> _VORGEGEBENER TEXT_:
# TicTacToe Strategie des Computers



## sawamin (16. Februar 2005)

Hallo Allerseits,

 programmiere ein TicTacToe-Spiel gegen den Computer, als Konsolenanwendung (objektorinetiert). Nun komme ich auf keine Idee, wie ich die Strategie des Computers realisiere. Ich kann mit srand den Computer zufällig einen Zug machen lassen, bzw. mit Hilfe von <ctime> habe ich bei jedem Spiel einen anderen Zufall. Aber dies entspricht nicht dem Sinn des Spiels.

 Nach der Aufgabenstellung (ist eine Praktikumsaufgabe an einer FH) soll eine private Methode den Sieger ermitteln. Ich dachte dies realisiere ich mit einer bool Funktion, die true zurückgibt, falls eine der 8 Gewinn-Kombinationen eintritt.

 Nur wie bringe ich meinem Rechenknecht genügend verschiedene Strategien bei, dass er versucht 3 aneinanderliegende Kästchen (im Array) zu belegen und möglichst viele verschiedene Zugvariationen kennt?

  Über Anregungen würde ich mich freuen!


----------



## RedWing (16. Februar 2005)

Hallo,
du solltest dich mal mit dem Mini Max Algo auseinandersetzen, ich denke das is genau das was du suchst...

Zur Einführung vielleicht das hier:

http://de.wikipedia.org/wiki/Minimax-Algorithmus

Gruß

RedWing


----------



## sawamin (16. Februar 2005)

Guter Hinweis mit dem Minimax-Algo!

  thx 2 RedWing

  sawamin


----------



## Kachelator (16. Februar 2005)

Gerade bei diesem Spiel wäre es simpel(und interessant),  einfach mal sämtliche Spielsituationen auf Gewinnmöglichkeiten zu testen. Es gibt nur maximal 362880 (9!) unterschiedliche Situationen (inklusive Spiegelungen und ohne Berücksichtung bereits verlorener Partien), wenn ich mich nicht irre. Diese könnte man alle generieren und gemeinsam mit dem Zug, der zu ihrem Entstehen führt, speichern, und dann nacheinander bewerten. Alle Züge, die zu einer Verlustsituation führen, kann man dann nach und nach von hinten her eliminieren, so dass irgendwann nur noch Züge übrig bleiben, die immer zum Sieg führen.


----------



## RedWing (16. Februar 2005)

> _EXTRAHIERTE DATENSÄTZE_:
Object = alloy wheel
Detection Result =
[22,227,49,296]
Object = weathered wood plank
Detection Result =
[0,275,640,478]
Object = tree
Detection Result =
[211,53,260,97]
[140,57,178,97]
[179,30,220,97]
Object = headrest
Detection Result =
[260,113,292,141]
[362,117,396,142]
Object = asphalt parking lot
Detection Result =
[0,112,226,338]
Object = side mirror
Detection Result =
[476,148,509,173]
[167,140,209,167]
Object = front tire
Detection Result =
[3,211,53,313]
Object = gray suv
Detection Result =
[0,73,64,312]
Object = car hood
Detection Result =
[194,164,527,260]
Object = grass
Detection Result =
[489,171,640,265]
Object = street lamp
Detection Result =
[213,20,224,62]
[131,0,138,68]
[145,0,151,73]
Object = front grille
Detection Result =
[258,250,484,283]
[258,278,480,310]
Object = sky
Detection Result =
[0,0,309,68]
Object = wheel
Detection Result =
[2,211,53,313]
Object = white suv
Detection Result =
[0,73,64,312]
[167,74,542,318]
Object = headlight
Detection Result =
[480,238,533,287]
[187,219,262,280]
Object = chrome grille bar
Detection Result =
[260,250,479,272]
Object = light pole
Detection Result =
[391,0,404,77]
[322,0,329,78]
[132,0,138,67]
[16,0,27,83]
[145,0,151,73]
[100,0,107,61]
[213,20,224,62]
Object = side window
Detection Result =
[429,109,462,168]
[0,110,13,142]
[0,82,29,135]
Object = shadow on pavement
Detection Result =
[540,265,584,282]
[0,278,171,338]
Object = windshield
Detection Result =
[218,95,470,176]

> _WAS ZU TUN IST_:
**a.** Welchen Algorithmus empfiehlt RedWing in der Forumsdiskussion?
**b.** Ersetze in der Forumsdiskussion im Abschnitt von "Nach der Aufgabenstellung" bis "8 Gewinn-Kombinationen eintritt." den Ausdruck "private Methode" durch "öffentliche Methode" und gib diesen Abschnitt wieder.
Die Datensätze spielen hierfür keine Rolle.

> _DIE ERGEBNISSE_:
**a.** Den Minimax-Algorithmus.

**b.**
Nach der Aufgabenstellung (ist eine Praktikumsaufgabe an einer FH) soll eine öffentliche Methode den Sieger ermitteln. Ich dachte dies realisiere ich mit einer bool Funktion, die true zurückgibt, falls eine der 8 Gewinn-Kombinationen eintritt.